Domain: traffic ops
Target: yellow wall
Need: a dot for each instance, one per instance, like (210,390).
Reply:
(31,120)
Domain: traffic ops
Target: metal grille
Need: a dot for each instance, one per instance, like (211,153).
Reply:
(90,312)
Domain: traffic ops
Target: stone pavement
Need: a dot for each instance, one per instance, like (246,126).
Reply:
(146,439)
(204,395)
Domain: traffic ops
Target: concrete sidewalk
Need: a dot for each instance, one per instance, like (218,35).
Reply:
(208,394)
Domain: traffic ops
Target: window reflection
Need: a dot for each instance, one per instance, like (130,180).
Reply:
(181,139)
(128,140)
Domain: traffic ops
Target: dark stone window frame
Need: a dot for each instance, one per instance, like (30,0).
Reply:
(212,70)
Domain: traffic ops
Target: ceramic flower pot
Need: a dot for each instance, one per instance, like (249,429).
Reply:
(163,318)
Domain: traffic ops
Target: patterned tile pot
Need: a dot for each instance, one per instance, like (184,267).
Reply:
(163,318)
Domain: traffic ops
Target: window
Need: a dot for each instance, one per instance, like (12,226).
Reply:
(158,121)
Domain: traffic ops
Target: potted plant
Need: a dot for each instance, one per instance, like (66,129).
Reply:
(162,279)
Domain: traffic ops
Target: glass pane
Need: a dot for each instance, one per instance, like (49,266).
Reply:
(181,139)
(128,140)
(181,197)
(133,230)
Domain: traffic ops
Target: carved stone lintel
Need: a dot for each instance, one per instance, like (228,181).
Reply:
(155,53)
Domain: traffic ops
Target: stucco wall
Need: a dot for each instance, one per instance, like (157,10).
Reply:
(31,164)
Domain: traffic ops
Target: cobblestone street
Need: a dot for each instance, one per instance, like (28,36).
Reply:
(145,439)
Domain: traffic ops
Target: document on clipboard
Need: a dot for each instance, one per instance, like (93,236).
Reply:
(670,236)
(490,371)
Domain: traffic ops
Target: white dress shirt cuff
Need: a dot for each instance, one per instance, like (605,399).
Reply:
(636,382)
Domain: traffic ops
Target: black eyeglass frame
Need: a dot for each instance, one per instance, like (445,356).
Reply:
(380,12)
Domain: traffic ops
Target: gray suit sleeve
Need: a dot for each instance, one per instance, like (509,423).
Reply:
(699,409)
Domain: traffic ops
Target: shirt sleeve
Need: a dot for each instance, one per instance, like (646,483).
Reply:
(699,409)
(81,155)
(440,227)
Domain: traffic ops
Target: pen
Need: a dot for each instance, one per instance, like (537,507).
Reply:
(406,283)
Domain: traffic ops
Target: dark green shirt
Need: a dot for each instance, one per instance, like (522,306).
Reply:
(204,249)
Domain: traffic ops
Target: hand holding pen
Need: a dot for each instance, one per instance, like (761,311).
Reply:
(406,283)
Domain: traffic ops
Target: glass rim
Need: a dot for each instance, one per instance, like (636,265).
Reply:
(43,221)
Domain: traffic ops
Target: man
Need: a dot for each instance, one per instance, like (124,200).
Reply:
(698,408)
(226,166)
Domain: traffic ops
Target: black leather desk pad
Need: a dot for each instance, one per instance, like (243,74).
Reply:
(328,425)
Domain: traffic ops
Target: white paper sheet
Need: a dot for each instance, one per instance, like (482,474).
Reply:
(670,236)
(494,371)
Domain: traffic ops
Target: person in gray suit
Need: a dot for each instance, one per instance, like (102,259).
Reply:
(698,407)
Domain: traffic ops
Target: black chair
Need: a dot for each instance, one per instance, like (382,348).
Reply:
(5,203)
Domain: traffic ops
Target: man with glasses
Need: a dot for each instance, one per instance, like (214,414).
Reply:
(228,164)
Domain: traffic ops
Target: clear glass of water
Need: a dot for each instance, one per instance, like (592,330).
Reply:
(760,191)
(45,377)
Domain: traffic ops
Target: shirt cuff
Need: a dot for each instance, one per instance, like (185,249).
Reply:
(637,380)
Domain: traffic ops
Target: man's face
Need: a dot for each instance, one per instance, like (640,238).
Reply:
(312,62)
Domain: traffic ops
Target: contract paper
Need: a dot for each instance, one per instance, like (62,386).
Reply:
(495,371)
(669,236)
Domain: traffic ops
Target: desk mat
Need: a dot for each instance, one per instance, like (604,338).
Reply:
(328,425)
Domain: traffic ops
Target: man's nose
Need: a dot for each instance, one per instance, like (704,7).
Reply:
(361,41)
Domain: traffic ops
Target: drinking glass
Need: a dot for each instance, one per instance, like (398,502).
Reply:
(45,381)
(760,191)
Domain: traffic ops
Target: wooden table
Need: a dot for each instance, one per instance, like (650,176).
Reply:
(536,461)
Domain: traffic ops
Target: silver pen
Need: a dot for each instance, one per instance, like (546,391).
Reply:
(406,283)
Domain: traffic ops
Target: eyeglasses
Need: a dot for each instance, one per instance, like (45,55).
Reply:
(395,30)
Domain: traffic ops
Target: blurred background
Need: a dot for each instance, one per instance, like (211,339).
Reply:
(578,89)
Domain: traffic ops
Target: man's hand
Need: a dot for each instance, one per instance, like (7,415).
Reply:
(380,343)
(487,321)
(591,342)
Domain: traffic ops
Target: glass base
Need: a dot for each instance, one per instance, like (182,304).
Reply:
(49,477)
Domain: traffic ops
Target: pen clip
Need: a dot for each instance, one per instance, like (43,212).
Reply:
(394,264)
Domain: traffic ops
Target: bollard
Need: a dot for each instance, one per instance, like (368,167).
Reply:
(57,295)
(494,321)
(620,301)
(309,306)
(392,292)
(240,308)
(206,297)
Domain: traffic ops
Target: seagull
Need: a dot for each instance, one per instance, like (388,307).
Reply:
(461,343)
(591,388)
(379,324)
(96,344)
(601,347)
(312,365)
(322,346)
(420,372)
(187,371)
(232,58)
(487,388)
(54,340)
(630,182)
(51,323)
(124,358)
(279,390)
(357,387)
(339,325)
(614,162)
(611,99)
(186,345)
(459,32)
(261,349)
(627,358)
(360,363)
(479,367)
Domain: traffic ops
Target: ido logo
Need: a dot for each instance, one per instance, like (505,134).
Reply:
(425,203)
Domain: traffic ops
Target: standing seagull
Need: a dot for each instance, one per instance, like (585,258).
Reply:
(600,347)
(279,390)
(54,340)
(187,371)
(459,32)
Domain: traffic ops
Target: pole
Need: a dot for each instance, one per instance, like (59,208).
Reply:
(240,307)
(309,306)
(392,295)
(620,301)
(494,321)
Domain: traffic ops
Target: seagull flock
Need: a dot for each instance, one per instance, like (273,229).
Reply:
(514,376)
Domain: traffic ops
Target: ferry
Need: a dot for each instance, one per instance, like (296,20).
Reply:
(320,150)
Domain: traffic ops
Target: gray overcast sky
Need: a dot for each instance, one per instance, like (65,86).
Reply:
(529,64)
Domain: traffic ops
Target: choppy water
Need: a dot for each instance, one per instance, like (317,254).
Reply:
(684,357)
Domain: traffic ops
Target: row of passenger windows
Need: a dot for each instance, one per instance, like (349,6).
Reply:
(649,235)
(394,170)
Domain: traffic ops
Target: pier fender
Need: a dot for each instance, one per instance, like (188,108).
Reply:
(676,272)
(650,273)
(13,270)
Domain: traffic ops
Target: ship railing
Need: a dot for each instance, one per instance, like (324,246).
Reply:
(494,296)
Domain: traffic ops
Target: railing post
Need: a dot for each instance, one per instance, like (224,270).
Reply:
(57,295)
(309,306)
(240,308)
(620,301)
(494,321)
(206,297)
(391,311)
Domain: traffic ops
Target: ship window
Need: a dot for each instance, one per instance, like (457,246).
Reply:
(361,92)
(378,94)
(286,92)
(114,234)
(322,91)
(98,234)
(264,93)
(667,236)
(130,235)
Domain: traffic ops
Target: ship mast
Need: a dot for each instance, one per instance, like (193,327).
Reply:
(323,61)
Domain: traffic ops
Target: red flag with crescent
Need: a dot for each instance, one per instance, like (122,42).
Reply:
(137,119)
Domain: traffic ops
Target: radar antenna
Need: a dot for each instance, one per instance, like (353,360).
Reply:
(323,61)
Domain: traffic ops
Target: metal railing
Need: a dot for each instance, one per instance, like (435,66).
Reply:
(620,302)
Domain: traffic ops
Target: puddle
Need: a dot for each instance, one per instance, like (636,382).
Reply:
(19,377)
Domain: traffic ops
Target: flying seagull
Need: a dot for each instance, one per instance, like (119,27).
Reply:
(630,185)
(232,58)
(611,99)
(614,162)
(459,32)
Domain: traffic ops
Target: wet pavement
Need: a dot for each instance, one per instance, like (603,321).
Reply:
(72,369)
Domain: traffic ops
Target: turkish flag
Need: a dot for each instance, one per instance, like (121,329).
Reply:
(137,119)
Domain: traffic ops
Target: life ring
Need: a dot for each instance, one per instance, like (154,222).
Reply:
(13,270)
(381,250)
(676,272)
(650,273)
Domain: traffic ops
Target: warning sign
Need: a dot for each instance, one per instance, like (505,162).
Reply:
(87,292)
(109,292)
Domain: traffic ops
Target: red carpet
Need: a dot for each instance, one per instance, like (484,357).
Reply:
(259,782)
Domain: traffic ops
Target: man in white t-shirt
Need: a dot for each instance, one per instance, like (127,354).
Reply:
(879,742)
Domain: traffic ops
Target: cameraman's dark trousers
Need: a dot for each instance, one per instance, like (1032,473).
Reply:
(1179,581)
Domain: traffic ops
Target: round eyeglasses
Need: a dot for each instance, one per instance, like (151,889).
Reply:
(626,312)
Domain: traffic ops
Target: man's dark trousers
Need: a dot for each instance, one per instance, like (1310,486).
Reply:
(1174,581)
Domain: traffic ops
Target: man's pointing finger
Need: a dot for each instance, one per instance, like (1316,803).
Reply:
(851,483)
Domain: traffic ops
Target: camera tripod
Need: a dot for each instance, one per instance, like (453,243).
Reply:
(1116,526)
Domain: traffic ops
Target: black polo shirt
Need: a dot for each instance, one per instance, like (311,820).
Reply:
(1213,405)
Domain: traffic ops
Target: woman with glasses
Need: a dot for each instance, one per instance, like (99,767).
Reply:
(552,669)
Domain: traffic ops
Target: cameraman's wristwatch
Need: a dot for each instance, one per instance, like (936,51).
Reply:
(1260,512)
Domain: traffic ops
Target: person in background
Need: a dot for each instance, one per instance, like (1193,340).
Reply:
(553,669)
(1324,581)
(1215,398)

Directions:
Display every line of the records that contains the string "hand", treating uppercase and lowercase as different.

Completed exercise:
Target: hand holding pen
Target: man's hand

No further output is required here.